__YOUR TASK__.
Your output must consist of the records printed verbatim, with the pictures excluded.

__GIVEN RECORDS__.
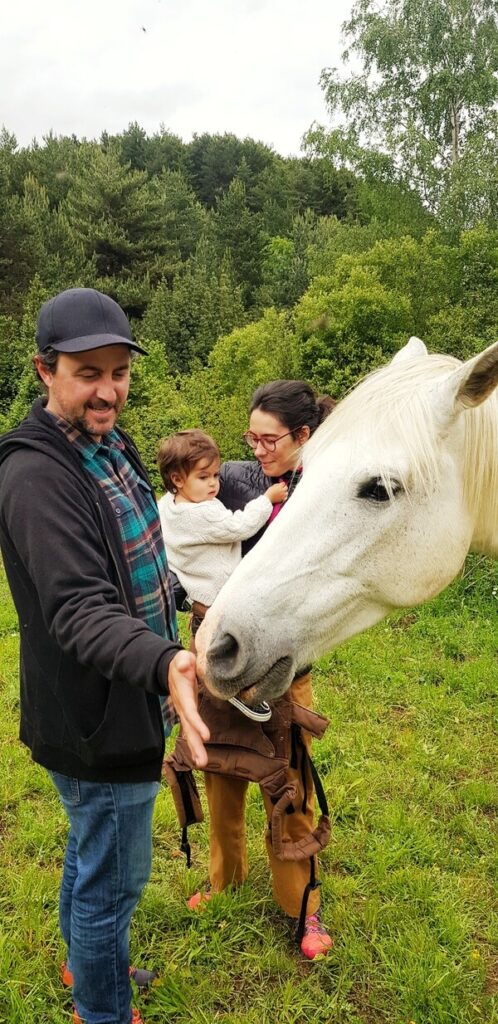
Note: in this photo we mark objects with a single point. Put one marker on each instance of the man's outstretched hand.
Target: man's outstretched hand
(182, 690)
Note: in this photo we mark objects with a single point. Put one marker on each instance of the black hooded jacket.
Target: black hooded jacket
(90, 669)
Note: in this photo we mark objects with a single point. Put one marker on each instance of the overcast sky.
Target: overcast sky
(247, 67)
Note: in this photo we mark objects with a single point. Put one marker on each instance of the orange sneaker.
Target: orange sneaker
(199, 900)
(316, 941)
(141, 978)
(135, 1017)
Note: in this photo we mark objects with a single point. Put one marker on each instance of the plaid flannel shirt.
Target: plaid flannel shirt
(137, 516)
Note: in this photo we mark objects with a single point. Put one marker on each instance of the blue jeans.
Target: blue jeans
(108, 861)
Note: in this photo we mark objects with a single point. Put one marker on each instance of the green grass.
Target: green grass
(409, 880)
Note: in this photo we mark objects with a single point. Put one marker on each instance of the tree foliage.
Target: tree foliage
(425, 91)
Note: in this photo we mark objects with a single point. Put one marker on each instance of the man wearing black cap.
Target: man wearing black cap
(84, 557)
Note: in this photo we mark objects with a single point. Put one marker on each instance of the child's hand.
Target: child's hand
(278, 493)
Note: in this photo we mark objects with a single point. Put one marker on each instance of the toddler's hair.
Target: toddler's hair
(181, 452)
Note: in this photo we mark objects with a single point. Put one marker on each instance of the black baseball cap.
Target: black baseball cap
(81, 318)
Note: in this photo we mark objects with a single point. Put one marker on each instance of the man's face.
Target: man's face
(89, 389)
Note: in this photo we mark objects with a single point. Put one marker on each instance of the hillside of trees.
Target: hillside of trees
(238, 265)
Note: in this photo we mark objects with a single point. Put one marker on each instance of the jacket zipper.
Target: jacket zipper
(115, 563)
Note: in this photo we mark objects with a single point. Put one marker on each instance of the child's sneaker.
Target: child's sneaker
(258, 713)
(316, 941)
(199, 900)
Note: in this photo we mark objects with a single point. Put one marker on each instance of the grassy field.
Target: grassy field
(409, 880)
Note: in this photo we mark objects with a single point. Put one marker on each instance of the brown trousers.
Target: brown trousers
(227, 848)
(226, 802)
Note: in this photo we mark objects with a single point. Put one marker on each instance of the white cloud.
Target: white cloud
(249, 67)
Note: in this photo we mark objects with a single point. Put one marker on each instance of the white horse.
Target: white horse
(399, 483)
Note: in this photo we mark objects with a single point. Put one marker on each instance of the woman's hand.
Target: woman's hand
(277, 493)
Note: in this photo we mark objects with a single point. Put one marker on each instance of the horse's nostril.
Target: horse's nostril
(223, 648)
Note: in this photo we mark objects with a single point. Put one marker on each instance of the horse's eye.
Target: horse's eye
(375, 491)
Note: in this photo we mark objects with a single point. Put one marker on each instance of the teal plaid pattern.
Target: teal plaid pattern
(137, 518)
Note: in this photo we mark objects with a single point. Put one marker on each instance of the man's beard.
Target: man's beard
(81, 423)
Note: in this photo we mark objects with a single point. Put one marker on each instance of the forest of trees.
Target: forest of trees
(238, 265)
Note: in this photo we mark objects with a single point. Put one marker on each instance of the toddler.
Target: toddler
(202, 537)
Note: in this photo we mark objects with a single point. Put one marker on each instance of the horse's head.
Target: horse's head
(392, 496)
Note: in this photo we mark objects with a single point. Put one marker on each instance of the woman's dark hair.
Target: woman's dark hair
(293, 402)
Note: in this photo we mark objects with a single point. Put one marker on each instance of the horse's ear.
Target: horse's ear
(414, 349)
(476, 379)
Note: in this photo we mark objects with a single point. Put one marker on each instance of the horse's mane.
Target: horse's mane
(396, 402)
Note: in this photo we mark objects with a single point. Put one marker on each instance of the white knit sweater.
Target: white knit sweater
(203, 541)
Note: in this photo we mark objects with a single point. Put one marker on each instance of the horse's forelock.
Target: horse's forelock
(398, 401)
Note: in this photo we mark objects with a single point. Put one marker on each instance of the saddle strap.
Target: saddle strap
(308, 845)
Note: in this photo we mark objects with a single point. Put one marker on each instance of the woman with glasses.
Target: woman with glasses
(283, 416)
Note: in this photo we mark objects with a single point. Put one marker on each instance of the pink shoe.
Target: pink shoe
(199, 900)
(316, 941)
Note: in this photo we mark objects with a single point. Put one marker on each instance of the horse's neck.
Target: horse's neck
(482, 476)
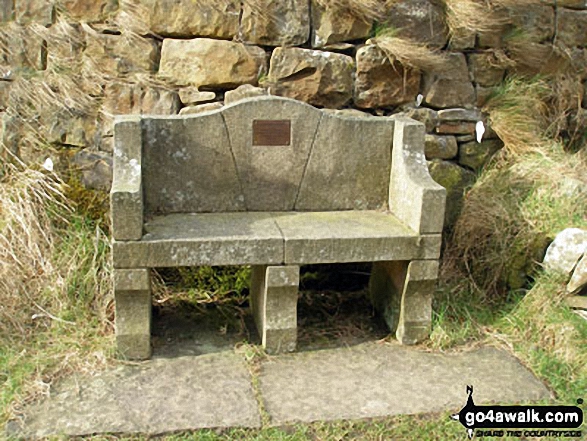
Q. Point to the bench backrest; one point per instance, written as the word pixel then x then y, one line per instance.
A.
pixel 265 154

__TASK RESPONSE__.
Note: in this photo we mark objects with a single point. Put one marker on each instance of the man's outstretched hand.
Target: man's outstretched hand
(182, 690)
Note: in this photo we mark objects with a single point. Put one marker on each instance of the black hooded jacket.
Target: black hooded jacket
(90, 669)
Note: in this photo we mark objects with a single point. Put one marker on each instance of the overcast sky.
Target: overcast sky
(247, 67)
Note: in this photo we mark objects with a single point. Put one marker on each instance of the orange sneaker.
Target: orange sneaker
(199, 900)
(316, 941)
(141, 978)
(135, 1017)
Note: in this photo we mark objects with a single point. Put one marker on each instance of the plaid flannel shirt.
Target: plaid flannel shirt
(137, 516)
Note: in this photo we mark objects with a single point. Put one marker on each instance of the blue jeans.
Target: blue jeans
(108, 861)
Note: in this photo we mark objects with a single point. Put one marker on each instance of the green grass.
Target: green grass
(409, 880)
Note: in this photo we mark objects with a single point. Put one marker on each instance of the tree foliage.
Target: tree foliage
(425, 91)
Note: in this photo we mark objects with a single point. Put one marker on each instance of the man wearing black cap.
Target: man wearing black cap
(84, 557)
Note: in this photo we mark objects with a single point. Put one marker on each instance of the child's hand.
Target: child's hand
(278, 493)
Note: in this photo we mark objects with a single point. Put one marker on each instance of the toddler's hair.
Target: toddler's hair
(181, 452)
Note: in this photo we mark objects with a single point. Put one marker on each instance of the black baseball cap.
Target: black baseball cap
(81, 318)
Note: in this photo we mark objects with a single point. Put one marker on each instance of the man's face.
Target: man's face
(89, 389)
Note: in this photo we mark objects with a single point. Put one marker on each instance of the hillside of trees.
Target: hillside of trees
(238, 265)
Note: in this photo we mark objects with a single point. Put one marker on each instance of the jacket zipper.
Target: jacket zipper
(115, 563)
Note: in this photo we mark objects with a single point. Put one marker on each instance of the child's sneaker.
Target: child's sneaker
(258, 713)
(316, 941)
(199, 900)
Note: in this photo we mark objects with a single point. Put one marker on each instance of the grassy field.
Target: grassy field
(409, 880)
Note: in this photo we mark objects with a single point. Put one marker on each instance of the brown trousers.
Target: brown trousers
(227, 848)
(226, 802)
Note: in this photo we mark objects with a single point. Put one marker on each instance of the white cloud.
Target: white cloud
(249, 67)
Note: in this photo we mark objects with a single point. Put one marker on each instance of the white horse.
Target: white horse
(399, 483)
Note: in this photo we mark objects with a single point. Put one marker on each instance of the woman's hand.
Target: woman's hand
(277, 493)
Note: in this photo we mark objects with a single point. Put one marker on each instance of the horse's nostril.
Target: horse's nostril
(223, 648)
Note: in this photo we mark objects with a single point. Put one marker on each instance of the horse's eye.
Target: horse's eye
(375, 491)
Note: in this photo we mark objects with a single point. Put one marker on each instance of the teal plaid pattern.
Target: teal plaid pattern
(137, 518)
Note: in this photo we mark objects with a single point. Put one marker on each instance of the man's beard.
Target: man's beard
(81, 423)
Note: in this photo we mark objects with a single point. Put one marker on each instance of the forest of trees.
Target: forest of trees
(238, 265)
Note: in this photo we mark objects with a single point. Put one marker on each instance of the toddler.
Target: toddler
(202, 537)
Note: in this photo we mark objects with a single point. Put one marker on each instance of the horse's head.
Target: horse's head
(392, 496)
Note: in this photo we mark objects with a single point. Put one marker on each instance of the woman's dark hair.
Target: woman's dark hair
(293, 402)
Note: in this photo we mark objects with a single point. Put one marker on each instance of the horse's ear.
Target: horse's ear
(414, 349)
(476, 379)
Note: in this photo we mark objects with a single point. Put one marker on each instance of the horse's mane.
Target: horse's mane
(396, 402)
Note: in this photo we mark objects with a single point. Put one marker on each instance of the white knit sweater.
Target: white knit sweater
(203, 541)
Note: in this photo we mark objects with a single point. Put one marker on each instance of the horse's forelock.
Target: horse's forelock
(398, 401)
Note: in this photo we mark objects with a single point. Put one marker on each instance of the saddle strap.
Target: saddle strap
(308, 845)
Note: in this photo we mark objects with a single point. Put one marker on each instance of the woman with glasses.
Target: woman with glasses
(283, 416)
Note: in this photo we mark objects with a single point. Put one marker on each instance of the pink shoe.
Target: pink shoe
(199, 900)
(316, 941)
Note: in this photo we mark objects with a single point. Put one marker on each instance of the horse's neck.
Target: horse's neck
(482, 476)
Q. Point to the bench backrest; one point per instance, written as the word pixel then x then y, one line per instance.
A.
pixel 265 154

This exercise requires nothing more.